TEXT SECTION:
************
Women in the U.S. who are from countries listed on President Donald Trump’s Muslim travel ban are nearly 7% more likely to deliver babies prematurely than non-Hispanic white women born in the U.S., according to a new study.
The study, published in the journal Social Science and Medicine last week, analyzed over 18 million preterm birth rates from 2009 to 2018. Researchers found that women from countries impacted by the first iteration of the travel ban ― Iran, Iraq, Libya, Somalia, Sudan, Syria, and Yemen ― gave birth prematurely at a rate 6.8% higher than native-born, non-Hispanic white women.
The finding shows another severe ― and in this case lasting ― impact of Trump’s travel ban. Since it was imposed nearly four years ago, thousands of families have been split apart, individuals have been denied medical and student visas, and loved ones missed milestones like birthdays, funerals and weddings. The ban has since been revised and expanded.
This increase in premature births was alarming, said Goleen Samari, lead author of the study and an assistant professor at the Columbia University Mailman School of Public Health, especially when previous studies showed that immigrants tend to have better birth outcomes than native-born non-Hispanic white women.
************
DATA EXCERPTS:
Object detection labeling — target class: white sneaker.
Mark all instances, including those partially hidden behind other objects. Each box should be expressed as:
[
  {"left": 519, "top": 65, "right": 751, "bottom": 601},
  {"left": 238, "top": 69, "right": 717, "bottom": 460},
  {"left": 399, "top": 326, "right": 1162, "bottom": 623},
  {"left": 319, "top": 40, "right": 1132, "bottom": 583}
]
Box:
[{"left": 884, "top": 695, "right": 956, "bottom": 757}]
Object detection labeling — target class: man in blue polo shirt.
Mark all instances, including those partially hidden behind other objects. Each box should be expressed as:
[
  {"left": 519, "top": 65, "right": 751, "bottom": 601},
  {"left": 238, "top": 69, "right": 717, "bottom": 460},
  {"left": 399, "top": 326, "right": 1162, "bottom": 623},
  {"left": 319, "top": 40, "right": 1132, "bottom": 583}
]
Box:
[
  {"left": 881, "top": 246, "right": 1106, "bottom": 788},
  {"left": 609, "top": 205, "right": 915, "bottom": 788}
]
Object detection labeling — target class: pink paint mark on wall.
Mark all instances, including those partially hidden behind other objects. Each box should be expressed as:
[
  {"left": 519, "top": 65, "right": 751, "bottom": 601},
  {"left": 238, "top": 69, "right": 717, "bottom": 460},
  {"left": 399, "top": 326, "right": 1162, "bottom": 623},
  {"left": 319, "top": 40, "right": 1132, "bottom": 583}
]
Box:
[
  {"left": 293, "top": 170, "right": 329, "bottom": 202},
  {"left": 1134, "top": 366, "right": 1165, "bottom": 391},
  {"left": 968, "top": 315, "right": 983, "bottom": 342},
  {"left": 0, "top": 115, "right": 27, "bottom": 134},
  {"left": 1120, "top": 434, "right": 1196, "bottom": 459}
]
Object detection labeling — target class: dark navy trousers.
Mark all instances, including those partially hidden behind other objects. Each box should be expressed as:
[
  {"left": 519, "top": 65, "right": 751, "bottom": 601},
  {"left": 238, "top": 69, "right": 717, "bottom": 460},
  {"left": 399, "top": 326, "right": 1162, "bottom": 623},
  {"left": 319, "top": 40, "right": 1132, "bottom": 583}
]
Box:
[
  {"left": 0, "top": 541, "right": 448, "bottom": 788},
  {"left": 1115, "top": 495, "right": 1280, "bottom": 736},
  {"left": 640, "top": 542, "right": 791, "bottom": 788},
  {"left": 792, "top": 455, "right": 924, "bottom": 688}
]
************
Rewrite the passage of the travel ban study text that begins with "The finding shows" and ends with "revised and expanded.", replacing "funerals" with "graduations".

TASK OUTPUT:
The finding shows another severe ― and in this case lasting ― impact of Trump’s travel ban. Since it was imposed nearly four years ago, thousands of families have been split apart, individuals have been denied medical and student visas, and loved ones missed milestones like birthdays, graduations and weddings. The ban has since been revised and expanded.